- Task directions: Render every line of the listing below as a Markdown table with the columns "Row" and "Listing line", numbering the rows and skipping blank lines. Leave the pictures out of the table.
>> begin Extracted entries
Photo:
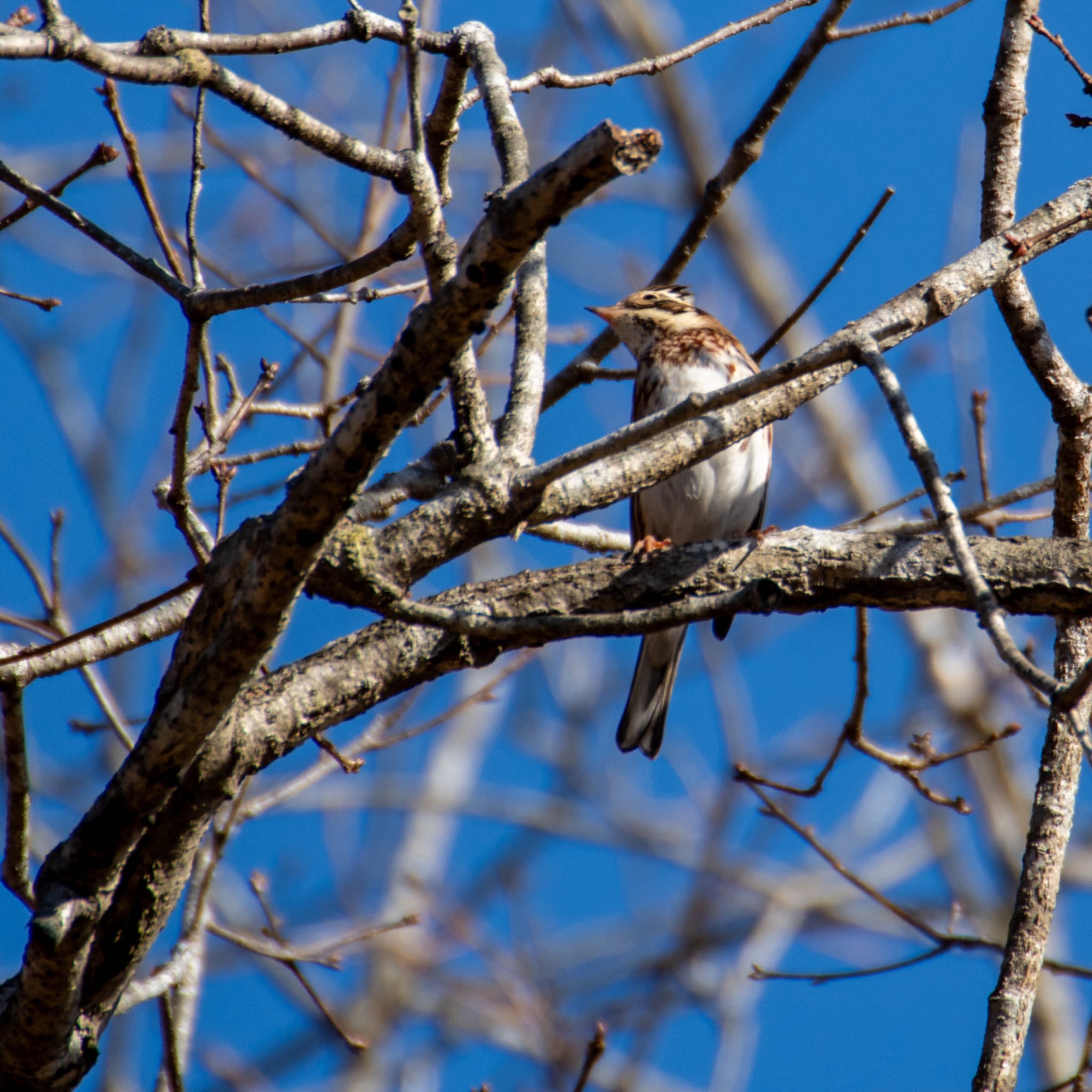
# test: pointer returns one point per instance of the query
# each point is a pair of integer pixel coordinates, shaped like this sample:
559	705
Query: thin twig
99	157
860	521
260	888
197	166
551	78
1037	25
985	603
597	1047
137	176
979	400
828	277
17	856
926	19
177	496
>> end Extracted entries
- Answer below:
| Row | Listing line |
|---|---|
| 1 | Photo: |
| 2 | # test: pointer returns one point per instance of the query |
| 3 | # each point is a pair of integer pixel coordinates, shaped like this sample: |
| 4 | 559	705 |
| 5 | Query: thin twig |
| 6 | 99	157 |
| 7 | 860	521 |
| 8 | 260	888 |
| 9 | 197	166 |
| 10 | 551	78 |
| 11 | 1037	25 |
| 12 | 985	603 |
| 13 | 597	1047 |
| 14 | 137	176 |
| 15 | 979	400 |
| 16 | 828	277 |
| 17 | 17	856 |
| 18 | 926	19 |
| 19 | 177	496 |